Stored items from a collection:
= Beginning of Section =

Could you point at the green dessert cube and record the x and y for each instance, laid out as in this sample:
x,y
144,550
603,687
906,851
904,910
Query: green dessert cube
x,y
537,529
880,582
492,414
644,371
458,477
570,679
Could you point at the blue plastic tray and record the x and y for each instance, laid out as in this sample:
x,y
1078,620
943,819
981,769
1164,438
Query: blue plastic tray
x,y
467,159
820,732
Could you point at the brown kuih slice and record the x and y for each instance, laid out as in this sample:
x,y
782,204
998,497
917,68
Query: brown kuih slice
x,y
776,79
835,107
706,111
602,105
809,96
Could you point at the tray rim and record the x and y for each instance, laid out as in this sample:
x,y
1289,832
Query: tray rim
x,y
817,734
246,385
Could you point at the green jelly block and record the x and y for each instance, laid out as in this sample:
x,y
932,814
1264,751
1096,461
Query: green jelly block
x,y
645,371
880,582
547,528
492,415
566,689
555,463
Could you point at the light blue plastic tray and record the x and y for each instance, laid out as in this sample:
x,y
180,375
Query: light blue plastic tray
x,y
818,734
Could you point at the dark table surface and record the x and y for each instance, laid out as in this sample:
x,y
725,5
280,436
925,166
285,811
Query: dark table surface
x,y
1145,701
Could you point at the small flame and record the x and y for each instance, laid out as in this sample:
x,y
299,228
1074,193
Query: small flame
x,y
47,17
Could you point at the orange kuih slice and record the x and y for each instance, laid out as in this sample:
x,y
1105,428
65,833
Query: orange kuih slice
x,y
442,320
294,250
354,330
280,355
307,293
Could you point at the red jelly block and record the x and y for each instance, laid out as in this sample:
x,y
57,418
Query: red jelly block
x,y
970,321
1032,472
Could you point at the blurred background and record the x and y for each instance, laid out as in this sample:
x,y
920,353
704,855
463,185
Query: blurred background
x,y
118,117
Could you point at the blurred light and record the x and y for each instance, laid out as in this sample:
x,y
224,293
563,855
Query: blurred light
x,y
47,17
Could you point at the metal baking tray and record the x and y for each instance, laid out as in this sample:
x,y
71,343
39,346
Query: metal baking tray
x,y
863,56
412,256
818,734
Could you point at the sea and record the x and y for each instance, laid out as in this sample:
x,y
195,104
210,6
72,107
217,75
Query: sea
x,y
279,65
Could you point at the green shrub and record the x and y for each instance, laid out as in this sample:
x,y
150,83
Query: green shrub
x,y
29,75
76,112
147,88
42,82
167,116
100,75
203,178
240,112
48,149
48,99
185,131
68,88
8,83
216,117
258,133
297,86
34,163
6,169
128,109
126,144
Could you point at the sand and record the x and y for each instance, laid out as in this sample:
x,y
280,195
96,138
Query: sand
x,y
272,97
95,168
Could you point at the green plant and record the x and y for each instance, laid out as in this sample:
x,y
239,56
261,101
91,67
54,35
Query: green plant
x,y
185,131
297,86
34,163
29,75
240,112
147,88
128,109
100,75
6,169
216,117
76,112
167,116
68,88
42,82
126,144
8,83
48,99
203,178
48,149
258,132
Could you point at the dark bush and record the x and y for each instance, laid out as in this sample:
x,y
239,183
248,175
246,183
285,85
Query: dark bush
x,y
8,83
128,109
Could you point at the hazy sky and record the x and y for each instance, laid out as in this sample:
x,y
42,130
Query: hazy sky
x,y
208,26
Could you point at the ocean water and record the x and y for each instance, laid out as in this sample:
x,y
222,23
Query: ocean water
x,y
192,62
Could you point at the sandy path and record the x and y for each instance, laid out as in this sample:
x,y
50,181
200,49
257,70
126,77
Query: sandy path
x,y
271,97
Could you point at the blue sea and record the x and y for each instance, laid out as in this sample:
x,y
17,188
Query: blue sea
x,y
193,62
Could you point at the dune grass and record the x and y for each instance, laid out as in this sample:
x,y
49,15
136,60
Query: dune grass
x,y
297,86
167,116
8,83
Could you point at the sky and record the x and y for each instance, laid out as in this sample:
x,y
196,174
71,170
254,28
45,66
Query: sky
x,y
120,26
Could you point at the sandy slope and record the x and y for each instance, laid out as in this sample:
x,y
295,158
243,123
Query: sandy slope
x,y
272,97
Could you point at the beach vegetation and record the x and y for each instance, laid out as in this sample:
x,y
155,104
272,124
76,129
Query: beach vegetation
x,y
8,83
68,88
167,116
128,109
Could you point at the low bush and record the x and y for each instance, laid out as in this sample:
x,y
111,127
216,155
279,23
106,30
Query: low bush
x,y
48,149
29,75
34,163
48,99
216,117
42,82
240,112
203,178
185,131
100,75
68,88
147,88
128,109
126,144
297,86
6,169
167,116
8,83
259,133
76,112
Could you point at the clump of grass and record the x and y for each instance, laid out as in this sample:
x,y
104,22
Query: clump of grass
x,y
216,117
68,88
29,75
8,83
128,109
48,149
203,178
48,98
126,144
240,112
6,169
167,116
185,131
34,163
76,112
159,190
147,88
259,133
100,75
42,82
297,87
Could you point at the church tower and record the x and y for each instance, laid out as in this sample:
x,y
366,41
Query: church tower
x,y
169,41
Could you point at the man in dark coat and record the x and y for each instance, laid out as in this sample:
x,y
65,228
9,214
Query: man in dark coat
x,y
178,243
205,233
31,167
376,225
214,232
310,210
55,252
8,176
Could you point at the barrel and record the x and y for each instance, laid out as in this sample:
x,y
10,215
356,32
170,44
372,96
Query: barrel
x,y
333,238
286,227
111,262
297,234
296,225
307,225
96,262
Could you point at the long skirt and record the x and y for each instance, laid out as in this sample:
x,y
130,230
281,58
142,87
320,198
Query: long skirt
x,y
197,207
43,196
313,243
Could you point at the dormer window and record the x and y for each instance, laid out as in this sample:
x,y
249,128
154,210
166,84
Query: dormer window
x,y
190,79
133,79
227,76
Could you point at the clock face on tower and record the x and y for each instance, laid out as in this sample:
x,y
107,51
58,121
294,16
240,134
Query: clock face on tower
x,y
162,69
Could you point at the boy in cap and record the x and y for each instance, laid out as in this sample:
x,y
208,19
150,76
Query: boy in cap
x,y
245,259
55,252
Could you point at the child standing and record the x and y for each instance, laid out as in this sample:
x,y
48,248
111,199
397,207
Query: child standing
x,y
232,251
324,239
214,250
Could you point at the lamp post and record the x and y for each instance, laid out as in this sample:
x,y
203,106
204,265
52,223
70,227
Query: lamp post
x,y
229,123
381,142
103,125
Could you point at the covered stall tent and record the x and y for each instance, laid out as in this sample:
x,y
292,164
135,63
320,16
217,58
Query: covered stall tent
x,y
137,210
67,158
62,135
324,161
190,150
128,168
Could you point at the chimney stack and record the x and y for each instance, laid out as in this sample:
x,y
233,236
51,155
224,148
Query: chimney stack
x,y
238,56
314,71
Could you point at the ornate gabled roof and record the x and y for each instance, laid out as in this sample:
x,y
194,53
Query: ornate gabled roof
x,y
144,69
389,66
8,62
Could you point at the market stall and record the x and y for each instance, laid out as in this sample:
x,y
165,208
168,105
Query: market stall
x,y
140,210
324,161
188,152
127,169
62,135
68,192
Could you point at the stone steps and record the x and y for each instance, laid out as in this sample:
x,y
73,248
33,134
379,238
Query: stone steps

= End of Section =

TASK TO COMPLETE:
Repeat the records above in full, character for character.

ANSWER FOR THE TASK:
Could you point at the green dessert cube and record the x and y for each instance, laid out as in this sample:
x,y
144,550
603,687
906,851
904,910
Query: green dessert cube
x,y
537,529
880,582
492,414
644,371
458,477
570,679
Could you point at the blue plastic tray and record the x and y for each instance, laid out as in this sample:
x,y
1078,620
943,819
981,769
1164,438
Query: blue plastic tray
x,y
467,159
820,732
Could you point at the brown kuih slice and record the x and y for each instance, laid out as in this sample:
x,y
782,204
998,497
917,68
Query: brown kuih slice
x,y
776,79
835,107
706,111
602,105
809,96
Could you point at the tray rim and record the x and y for each instance, laid out as in this sample:
x,y
1289,832
Query: tray rim
x,y
817,734
246,385
Could you point at the green jelly block and record the x and y for each instance, laid out as in this sample:
x,y
932,814
1264,751
1096,461
Query: green jelly block
x,y
645,371
880,582
547,528
492,415
566,689
555,463
Could you point at the light blue plastic tray and record the x and y for each instance, laid out as in this sample:
x,y
180,375
Query: light blue plastic tray
x,y
818,734
Could you point at the dark table surface and record the x and y for each instance, laid out as in this sample:
x,y
725,5
280,436
925,166
285,811
Query: dark table surface
x,y
1145,701
Could you point at the small flame and record the x and y for each instance, laid out as in this sample:
x,y
299,228
1074,193
Query: small flame
x,y
47,17
Could you point at the orange kuih slice and record the x and y for each instance, laid out as in this sample:
x,y
1105,428
65,833
Query: orange kuih slice
x,y
442,320
294,250
354,330
280,355
307,293
Could you point at the red jelly block and record the x and y for each instance, laid out as in this sample:
x,y
57,418
Query: red jelly block
x,y
970,321
1032,472
Could you point at the blurred background and record the x and y for each instance, laid out as in this sample:
x,y
920,353
704,855
463,185
Query: blurred background
x,y
118,117
Could you point at the blurred light and record the x and y for each instance, laid out as in this sample:
x,y
224,293
563,855
Query: blurred light
x,y
47,17
Could you point at the metal baking tray and record the x and y for each instance, laid out as in this sample:
x,y
71,343
39,346
Query: metal baking tray
x,y
863,56
412,256
818,734
Could you point at the sea and record the x and y for each instance, laid out as in this sample:
x,y
195,104
210,6
72,107
217,75
Query: sea
x,y
279,65
Could you point at the green shrub and record the x and y for each instance, laid out as in this sample:
x,y
150,83
Query: green shrub
x,y
29,75
76,112
147,88
42,82
167,116
100,75
203,178
240,112
48,149
48,99
185,131
68,88
8,83
216,117
258,133
297,86
34,163
6,169
128,109
126,144
Could you point at the sand and record the x and y for each instance, laid out as in this sample:
x,y
280,195
96,138
Query: sand
x,y
272,97
95,168
Could you point at the green plant and record the x and y for each instance, laid out as in this sample:
x,y
239,56
261,101
91,67
54,35
Query: green plant
x,y
185,131
297,86
34,163
29,75
240,112
147,88
128,109
100,75
6,169
216,117
76,112
167,116
68,88
42,82
126,144
8,83
48,99
203,178
48,149
258,132
Could you point at the dark bush and record the x and y for each instance, laid out as in this sample:
x,y
239,183
248,175
246,183
285,85
Query: dark bush
x,y
8,83
128,109
Could you point at the hazy sky and record the x and y for each instance, laid out as in this sample:
x,y
42,130
Query: hazy sky
x,y
208,26
Could you point at the ocean water and record the x and y for each instance, laid out as in this sample:
x,y
222,23
Query: ocean water
x,y
192,62
Could you point at the sandy path and record the x and y for each instance, laid out as in this sample:
x,y
50,181
200,49
257,70
126,77
Query: sandy path
x,y
271,97
Could you point at the blue sea and record the x and y for each instance, laid out as in this sample:
x,y
17,188
Query: blue sea
x,y
193,62
Could you point at the dune grass and record the x and y for each instance, laid out as in this sample:
x,y
49,15
136,60
Query: dune grass
x,y
297,86
167,116
8,83
Could you point at the sky and record the x and y for each instance, laid out as in this sample:
x,y
196,174
71,170
254,28
45,66
Query: sky
x,y
120,26
Could you point at the sandy slope and record the x and y for each instance, laid out as in this sample:
x,y
295,158
243,123
Query: sandy slope
x,y
272,97
Could you point at the beach vegetation and record the x and y for each instance, laid out as in this sample:
x,y
155,104
272,124
76,129
Query: beach vegetation
x,y
8,83
68,88
167,116
128,109
Could you point at the low bush and record the x and y for each instance, laid out as in this sample:
x,y
111,127
216,155
279,23
106,30
Query: low bush
x,y
48,149
29,75
34,163
48,99
216,117
42,82
240,112
203,178
185,131
100,75
68,88
147,88
128,109
126,144
297,86
6,169
167,116
8,83
259,133
76,112
Could you point at the clump of grass and record the x and y for each instance, laid out as in this sample:
x,y
104,22
Query: clump of grass
x,y
216,117
68,88
29,75
8,83
128,109
48,149
203,178
48,98
126,144
240,112
6,169
167,116
185,131
34,163
76,112
159,190
147,88
259,133
100,75
42,82
297,87
Could you point at the church tower and record the x and y for each instance, laid out as in this sample:
x,y
366,41
Query: church tower
x,y
169,41
Could you point at the man in dark coat and record the x and y for each instance, laid out as in this sample:
x,y
65,228
9,214
Query: man in dark coat
x,y
178,243
205,233
31,167
376,225
214,232
310,210
55,252
8,176
Could you point at the barrel and record the x and y for each instance, laid out as in this sample:
x,y
10,215
356,32
170,44
372,96
Query: barrel
x,y
333,238
286,227
111,262
297,234
296,225
307,225
96,262
Could you point at the long skirt and record the x and y for each instance, laid out as in this sample:
x,y
130,230
281,58
142,87
320,198
Query: long skirt
x,y
197,207
43,196
313,243
Could you point at the dormer window and record the x and y for each instance, laid out as in this sample:
x,y
249,128
154,210
166,84
Query: dormer window
x,y
190,79
133,79
227,76
Could you point at the clock face on tower and record the x and y for each instance, laid out as in this sample:
x,y
107,51
58,121
294,16
240,134
Query: clock face on tower
x,y
162,69
Could you point at the boy in cap and record the x and y for each instance, laid out as in this sample:
x,y
208,19
150,76
Query: boy in cap
x,y
245,259
55,252
Could you point at the child standing and record the x and y for each instance, laid out as in this sample:
x,y
48,248
111,199
397,207
Query: child standing
x,y
232,251
324,239
214,250
Could you point at the lamp post and record the x and y for each instance, laid out as in this sample:
x,y
203,106
204,265
52,223
70,227
Query: lamp post
x,y
229,123
381,142
103,125
Could you point at the covered stall tent and record the x and y for each instance, laid out as in this sample:
x,y
292,164
135,63
320,16
217,58
Query: covered stall tent
x,y
137,210
67,158
62,135
324,161
190,150
128,168
Could you point at the chimney stack and record the x and y for each instance, laid out as in this sample:
x,y
233,236
51,155
224,148
Query: chimney stack
x,y
238,56
314,71
Could you point at the ornate gabled roof and record the x and y for each instance, laid out as in this sample:
x,y
194,53
Query: ornate gabled roof
x,y
144,69
389,66
8,62
Could you point at the market stall and record the x and y for each instance, laid out as in this sample:
x,y
165,208
168,105
Query: market stall
x,y
140,210
324,161
188,152
127,169
62,135
68,192
Could you point at the stone steps and record the x and y for each instance, laid out as in this sample:
x,y
73,248
33,134
379,238
Query: stone steps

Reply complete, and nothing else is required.